(Records for processing):
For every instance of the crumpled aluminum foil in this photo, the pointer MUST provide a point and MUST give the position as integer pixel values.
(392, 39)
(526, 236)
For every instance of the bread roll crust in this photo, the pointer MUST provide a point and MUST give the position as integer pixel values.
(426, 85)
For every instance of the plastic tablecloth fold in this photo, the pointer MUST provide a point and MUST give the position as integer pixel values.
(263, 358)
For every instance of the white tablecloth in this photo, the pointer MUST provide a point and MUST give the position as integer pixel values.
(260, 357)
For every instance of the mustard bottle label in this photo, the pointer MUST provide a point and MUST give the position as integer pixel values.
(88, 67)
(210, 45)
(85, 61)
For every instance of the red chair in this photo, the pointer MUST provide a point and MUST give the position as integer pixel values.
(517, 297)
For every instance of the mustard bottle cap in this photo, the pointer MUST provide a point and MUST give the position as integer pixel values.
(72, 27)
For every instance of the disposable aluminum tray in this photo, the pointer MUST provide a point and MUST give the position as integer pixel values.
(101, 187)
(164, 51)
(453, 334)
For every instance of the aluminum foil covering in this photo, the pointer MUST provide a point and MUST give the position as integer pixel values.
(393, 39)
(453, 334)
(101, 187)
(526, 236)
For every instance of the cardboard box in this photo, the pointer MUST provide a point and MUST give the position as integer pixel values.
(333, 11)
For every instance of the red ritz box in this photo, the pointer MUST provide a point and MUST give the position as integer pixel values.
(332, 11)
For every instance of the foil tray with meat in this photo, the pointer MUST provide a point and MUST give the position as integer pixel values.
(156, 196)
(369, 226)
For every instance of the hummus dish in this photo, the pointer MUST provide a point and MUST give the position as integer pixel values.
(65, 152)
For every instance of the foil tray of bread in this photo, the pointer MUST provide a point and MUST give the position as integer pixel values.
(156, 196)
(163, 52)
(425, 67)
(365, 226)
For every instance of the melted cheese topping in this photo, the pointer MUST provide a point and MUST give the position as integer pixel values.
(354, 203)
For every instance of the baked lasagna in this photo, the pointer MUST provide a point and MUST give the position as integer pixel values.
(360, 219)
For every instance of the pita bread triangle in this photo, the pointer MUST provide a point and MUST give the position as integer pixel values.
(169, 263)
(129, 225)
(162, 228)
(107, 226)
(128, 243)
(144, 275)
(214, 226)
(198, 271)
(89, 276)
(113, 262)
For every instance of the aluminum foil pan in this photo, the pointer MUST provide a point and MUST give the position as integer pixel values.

(Problem to solve):
Nothing in the listing may be changed; retype it all exactly.

(Solution below):
For every instance of the crumpled aluminum foil in this photo, the pointer MUST provide a point and MUST give the position as integer pixel values.
(392, 39)
(526, 236)
For every instance of the bread roll crust in this photo, the pointer MUST provide a point and MUST give the position as integer pixel values.
(426, 85)
For every instance of the plastic tablecloth fold in this photo, the pointer MUST provide a point and MUST give the position as integer pixel values.
(263, 358)
For every instance of the white tablecloth in this photo, the pointer MUST provide a point and MUST give the position as integer pixel values.
(260, 357)
For every instance of the mustard bottle label in this photo, the pointer MUST provide a point and MUST give the position as integer pixel values.
(88, 67)
(210, 45)
(85, 61)
For every instance of the red chair in this photo, the pointer MUST provide a point and MUST give the position as integer pixel values.
(517, 297)
For every instance of the mustard bottle cap in this photo, the pointer MUST provide a point and MUST give the position as integer pixel values.
(72, 27)
For every instance of the disposable aluminum tray in this photo, the pointer MUST provide a point and MUST give the position as integer pixel values.
(101, 187)
(164, 51)
(453, 334)
For every instance of the aluminum foil covering in this photo, the pointer MUST provide a point and MUST give the position as integer pixel values.
(393, 39)
(453, 334)
(101, 187)
(526, 236)
For every instance of the cardboard box in this photo, the pointer MUST provide a point and MUST give the position as integer pixel values.
(333, 11)
For every instance of the red ritz box in this photo, the pointer MUST provide a point and MUST give the position as integer pixel values.
(332, 11)
For every instance of the foil tray with meat in this photo, the pointer MUST provide a point and MUST give the position as integer pixel values.
(156, 196)
(369, 226)
For every instance of the hummus dish in this photo, the pointer MUST provide a point and MUST give the position as integer pixel values.
(65, 152)
For every instance of the foil tray of bread in this photo, the pointer MUST provide a point and MUST give the position as integer pixel values.
(156, 196)
(163, 52)
(425, 67)
(365, 226)
For every instance of the melted cheese topping in this photo, the pointer MUST provide a point and MUST give the position as integer pixel values.
(354, 203)
For every instance of the baked lasagna in this photo, the pointer MUST provide a point and MUST give the position as integer pixel values.
(360, 219)
For every instance of the pita bread triangle in this photo, the pointer MUST provide a point and MUST give the position as integer pixel values.
(169, 263)
(129, 225)
(162, 228)
(107, 226)
(128, 243)
(144, 275)
(214, 226)
(198, 271)
(89, 276)
(113, 262)
For every instance of the aluminum foil pan in this photo, the pointer MUST provide a point and MUST give the position as integer pixel values.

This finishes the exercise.